# [Listed records]
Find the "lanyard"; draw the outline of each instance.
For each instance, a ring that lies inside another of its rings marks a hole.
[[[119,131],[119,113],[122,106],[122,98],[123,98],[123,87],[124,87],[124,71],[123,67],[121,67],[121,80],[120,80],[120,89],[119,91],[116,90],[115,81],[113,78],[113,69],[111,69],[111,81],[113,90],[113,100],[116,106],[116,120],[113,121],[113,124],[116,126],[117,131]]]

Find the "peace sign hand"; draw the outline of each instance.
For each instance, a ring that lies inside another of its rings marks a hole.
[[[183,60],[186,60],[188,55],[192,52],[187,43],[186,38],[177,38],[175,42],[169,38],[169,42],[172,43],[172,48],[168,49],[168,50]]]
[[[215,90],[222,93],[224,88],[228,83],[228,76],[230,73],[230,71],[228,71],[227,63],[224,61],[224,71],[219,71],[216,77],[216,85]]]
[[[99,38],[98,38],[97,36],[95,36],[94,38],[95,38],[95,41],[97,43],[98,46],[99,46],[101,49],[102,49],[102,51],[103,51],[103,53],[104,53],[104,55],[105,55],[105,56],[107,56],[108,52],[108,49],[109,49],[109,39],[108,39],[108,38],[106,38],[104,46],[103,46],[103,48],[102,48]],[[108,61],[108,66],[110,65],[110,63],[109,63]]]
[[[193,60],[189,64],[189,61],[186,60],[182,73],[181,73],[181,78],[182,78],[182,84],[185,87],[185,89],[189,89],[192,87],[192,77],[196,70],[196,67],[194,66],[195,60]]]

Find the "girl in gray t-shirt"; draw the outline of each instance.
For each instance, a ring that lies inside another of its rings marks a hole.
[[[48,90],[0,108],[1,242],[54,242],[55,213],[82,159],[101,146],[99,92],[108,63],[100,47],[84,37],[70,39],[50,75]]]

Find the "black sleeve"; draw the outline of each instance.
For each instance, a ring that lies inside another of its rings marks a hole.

# [Exercise]
Copy out the listing above in full, requests included, and add 68 to every x and y coordinate of the polygon outlines in the answers.

# [Answer to the problem]
Find the "lanyard"; draw the outline of each instance.
For each instance, a ring that lies inside another of its rings marks a hole.
[[[187,199],[187,181],[190,174],[190,166],[191,166],[191,155],[192,155],[192,139],[191,135],[189,135],[189,148],[188,148],[188,157],[187,159],[184,158],[183,149],[181,146],[181,137],[179,137],[179,149],[181,158],[181,168],[184,174],[184,188],[181,189],[181,192],[184,194],[185,199]]]

Find the "peace sign hand"; draw the outline of each instance.
For each instance, a ring that lies inside another of its rings marks a hole.
[[[251,128],[254,128],[256,123],[260,120],[255,111],[254,106],[245,106],[243,110],[237,106],[237,110],[240,111],[240,116],[236,117],[236,118]]]
[[[283,158],[290,161],[292,156],[296,151],[296,144],[298,141],[298,139],[296,139],[295,131],[292,129],[292,139],[287,139],[284,145],[284,153]]]
[[[167,106],[166,106],[165,104],[163,104],[162,106],[163,106],[163,109],[165,111],[166,114],[167,114],[169,117],[170,117],[170,119],[171,119],[171,121],[172,121],[172,123],[173,123],[173,124],[175,124],[176,120],[176,117],[177,117],[177,107],[176,107],[176,106],[174,106],[172,114],[171,114],[171,116],[170,116]],[[176,129],[176,134],[178,133],[178,131],[177,131]]]
[[[261,128],[257,132],[257,129],[254,128],[250,141],[249,141],[249,146],[250,146],[250,152],[253,155],[253,157],[257,157],[260,155],[260,145],[264,138],[264,135],[262,134],[263,128]]]

Find the "girl in gray t-shirt"; draw the outline of each instance.
For each instance, a ring that lies inside another of its rings marks a hole.
[[[116,158],[68,176],[69,310],[122,310],[123,281],[150,227],[169,214],[167,160],[176,131],[168,115],[152,105],[138,107],[118,143]]]

Find the "black sleeve"; draw the outline of each instance.
For each instance, a ring that lies inside another of its rings marks a hole.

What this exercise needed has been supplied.